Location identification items
--- START ---

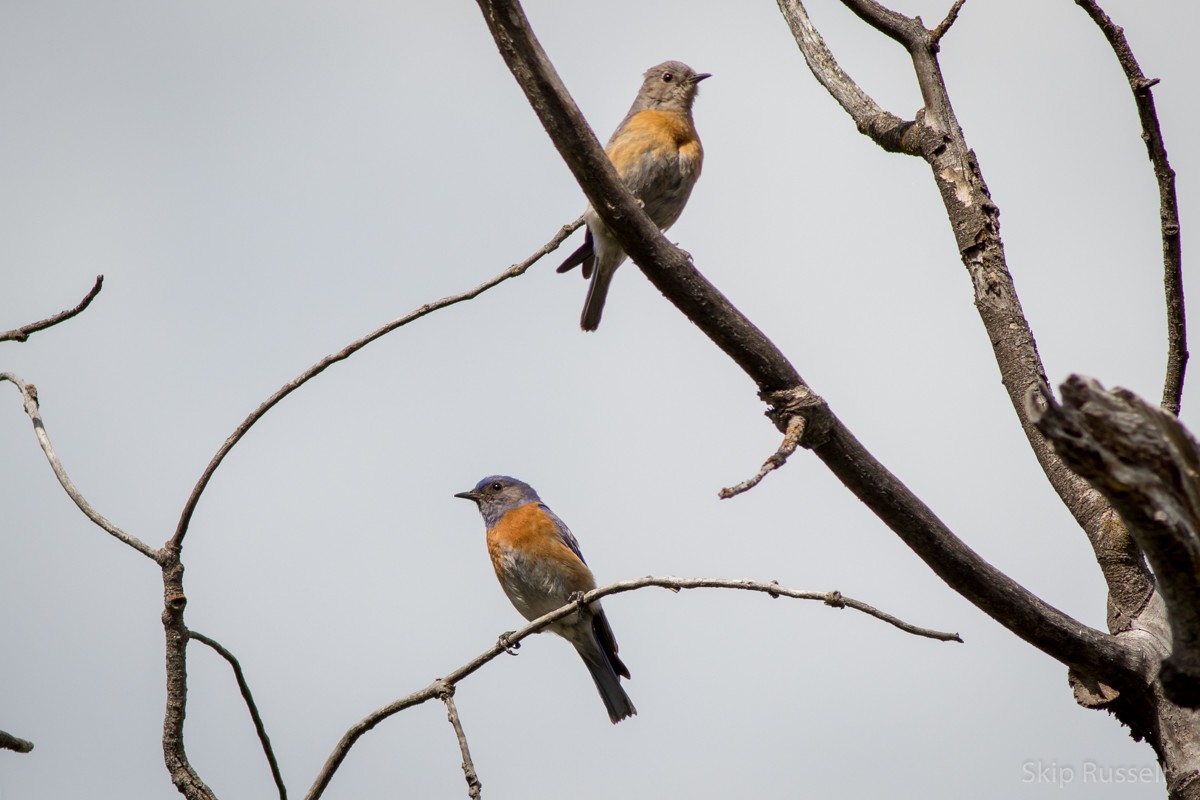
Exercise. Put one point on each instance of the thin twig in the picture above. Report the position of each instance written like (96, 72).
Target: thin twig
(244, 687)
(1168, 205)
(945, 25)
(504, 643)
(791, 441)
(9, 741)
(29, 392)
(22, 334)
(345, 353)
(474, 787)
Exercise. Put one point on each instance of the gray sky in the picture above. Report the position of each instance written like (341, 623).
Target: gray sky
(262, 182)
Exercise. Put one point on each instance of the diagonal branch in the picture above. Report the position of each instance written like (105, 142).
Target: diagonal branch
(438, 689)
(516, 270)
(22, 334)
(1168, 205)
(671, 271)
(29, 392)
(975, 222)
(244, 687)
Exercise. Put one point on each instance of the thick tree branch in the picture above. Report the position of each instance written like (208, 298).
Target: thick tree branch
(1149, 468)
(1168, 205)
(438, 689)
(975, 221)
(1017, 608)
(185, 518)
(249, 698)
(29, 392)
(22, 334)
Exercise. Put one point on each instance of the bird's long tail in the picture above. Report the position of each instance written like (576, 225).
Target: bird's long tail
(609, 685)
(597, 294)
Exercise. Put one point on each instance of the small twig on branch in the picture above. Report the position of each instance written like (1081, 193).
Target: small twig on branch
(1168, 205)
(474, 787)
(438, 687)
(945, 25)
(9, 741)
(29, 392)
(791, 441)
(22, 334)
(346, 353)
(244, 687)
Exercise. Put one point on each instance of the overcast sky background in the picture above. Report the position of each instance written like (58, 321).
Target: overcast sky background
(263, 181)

--- END ---

* _What you have to do_
Rewrite every line of the material, requests included, from the line that has "Exercise. Put one point on each instance of the thick" through the final line. Scale each coordinate in the answers by 0.95 and round it to a whole number, with halves rounded up, leaving the numbers in the requests unchanged.

* _Complete answer_
Exercise. Put one point on each instance of the thick tree branch in the picture above. Report the position of each instance written like (208, 298).
Target: thick tree branch
(1092, 445)
(1110, 195)
(416, 655)
(926, 210)
(966, 578)
(176, 492)
(237, 663)
(28, 372)
(21, 317)
Exercise. Put one point on each instance of the bird's long tail in the picture above. Report the position of each instance written like (576, 225).
Target: bird's long tail
(579, 651)
(567, 279)
Exercise. Put one point on each instance of the small twig on branch in the picture above. Report the position of each instance written like (1081, 193).
Target: small twig on branch
(1110, 195)
(450, 748)
(416, 653)
(898, 24)
(9, 704)
(28, 372)
(751, 419)
(21, 317)
(329, 335)
(232, 653)
Exercise. Put one point on each instance of the overcast sky background in the picture above. Report the position of each instance written like (58, 321).
Target: overcast sky background
(250, 172)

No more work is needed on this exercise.